*STATED GOAL*. Select and copy every line in the records below that contains the string "scattered".

%%

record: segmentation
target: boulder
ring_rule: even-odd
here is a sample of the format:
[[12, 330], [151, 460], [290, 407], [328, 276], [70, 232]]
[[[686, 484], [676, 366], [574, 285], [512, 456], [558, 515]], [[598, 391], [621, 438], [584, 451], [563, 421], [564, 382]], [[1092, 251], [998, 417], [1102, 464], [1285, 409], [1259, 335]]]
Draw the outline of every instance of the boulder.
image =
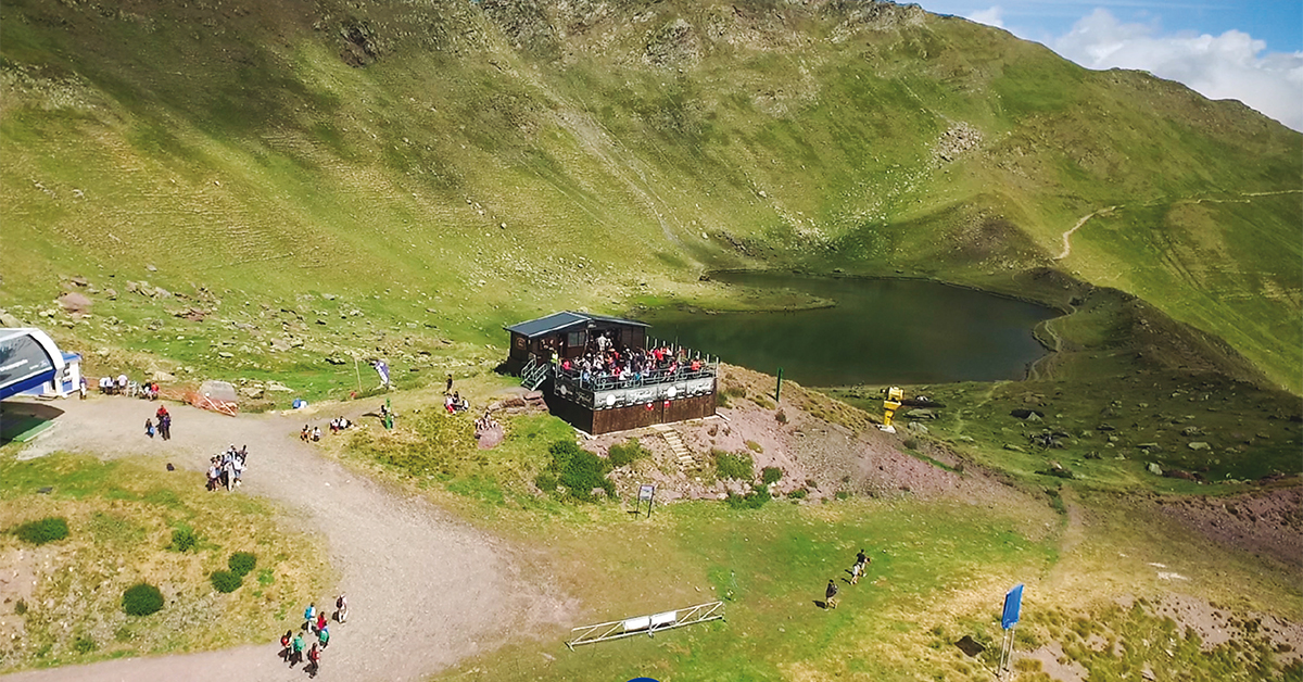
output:
[[85, 313], [90, 310], [91, 300], [86, 297], [85, 293], [76, 291], [69, 291], [57, 299], [59, 305], [68, 310], [69, 313]]

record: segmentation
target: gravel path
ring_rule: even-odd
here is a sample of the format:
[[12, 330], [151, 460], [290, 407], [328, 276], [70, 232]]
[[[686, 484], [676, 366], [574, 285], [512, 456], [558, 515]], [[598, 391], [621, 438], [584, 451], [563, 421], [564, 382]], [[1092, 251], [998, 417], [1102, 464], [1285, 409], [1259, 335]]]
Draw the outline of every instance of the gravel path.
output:
[[[249, 446], [240, 493], [275, 499], [301, 515], [327, 542], [348, 623], [335, 623], [322, 656], [322, 678], [413, 679], [506, 642], [509, 629], [537, 630], [566, 619], [571, 606], [519, 575], [520, 557], [502, 541], [448, 516], [423, 499], [388, 490], [298, 441], [300, 416], [227, 417], [168, 404], [172, 441], [149, 441], [145, 419], [156, 408], [128, 398], [55, 404], [57, 425], [21, 452], [99, 456], [156, 452], [159, 467], [203, 471], [228, 443]], [[294, 421], [300, 420], [300, 421]], [[214, 493], [228, 494], [228, 493]], [[335, 595], [318, 605], [334, 606]], [[306, 606], [306, 605], [304, 605]], [[301, 609], [302, 606], [300, 606]], [[220, 627], [219, 623], [212, 623]], [[285, 627], [297, 626], [287, 622]], [[5, 681], [281, 681], [304, 679], [287, 668], [278, 644], [36, 670]]]

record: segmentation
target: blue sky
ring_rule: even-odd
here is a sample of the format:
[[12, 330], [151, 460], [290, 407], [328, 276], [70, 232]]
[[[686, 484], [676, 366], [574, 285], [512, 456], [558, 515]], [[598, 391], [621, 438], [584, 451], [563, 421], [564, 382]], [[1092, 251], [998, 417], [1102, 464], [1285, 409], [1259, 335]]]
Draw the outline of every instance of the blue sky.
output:
[[1092, 69], [1141, 69], [1303, 130], [1303, 1], [916, 0]]

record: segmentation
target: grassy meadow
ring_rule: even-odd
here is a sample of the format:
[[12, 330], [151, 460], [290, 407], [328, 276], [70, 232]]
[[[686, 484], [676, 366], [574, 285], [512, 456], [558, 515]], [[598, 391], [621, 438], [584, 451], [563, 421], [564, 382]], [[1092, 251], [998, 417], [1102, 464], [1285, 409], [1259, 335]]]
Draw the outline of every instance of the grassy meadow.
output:
[[[164, 472], [156, 462], [0, 458], [0, 557], [12, 571], [0, 672], [271, 640], [332, 580], [321, 545], [278, 515], [257, 498], [206, 492], [203, 473]], [[65, 519], [66, 539], [33, 545], [14, 535], [43, 518]], [[179, 546], [179, 532], [193, 541]], [[235, 552], [257, 563], [241, 587], [220, 593], [210, 575]], [[129, 615], [122, 593], [141, 582], [159, 588], [163, 608]]]

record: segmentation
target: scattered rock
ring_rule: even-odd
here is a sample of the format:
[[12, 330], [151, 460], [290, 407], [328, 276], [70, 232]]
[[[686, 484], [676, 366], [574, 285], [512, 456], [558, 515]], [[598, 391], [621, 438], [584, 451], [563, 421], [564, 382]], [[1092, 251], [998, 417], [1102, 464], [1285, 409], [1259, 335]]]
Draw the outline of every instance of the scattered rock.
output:
[[69, 313], [85, 313], [90, 310], [91, 300], [83, 293], [69, 291], [57, 299], [59, 305]]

%%

*SOLUTION TO THE EXERCISE*.
target: scattered rock
Draw the outline of every instance of the scattered rock.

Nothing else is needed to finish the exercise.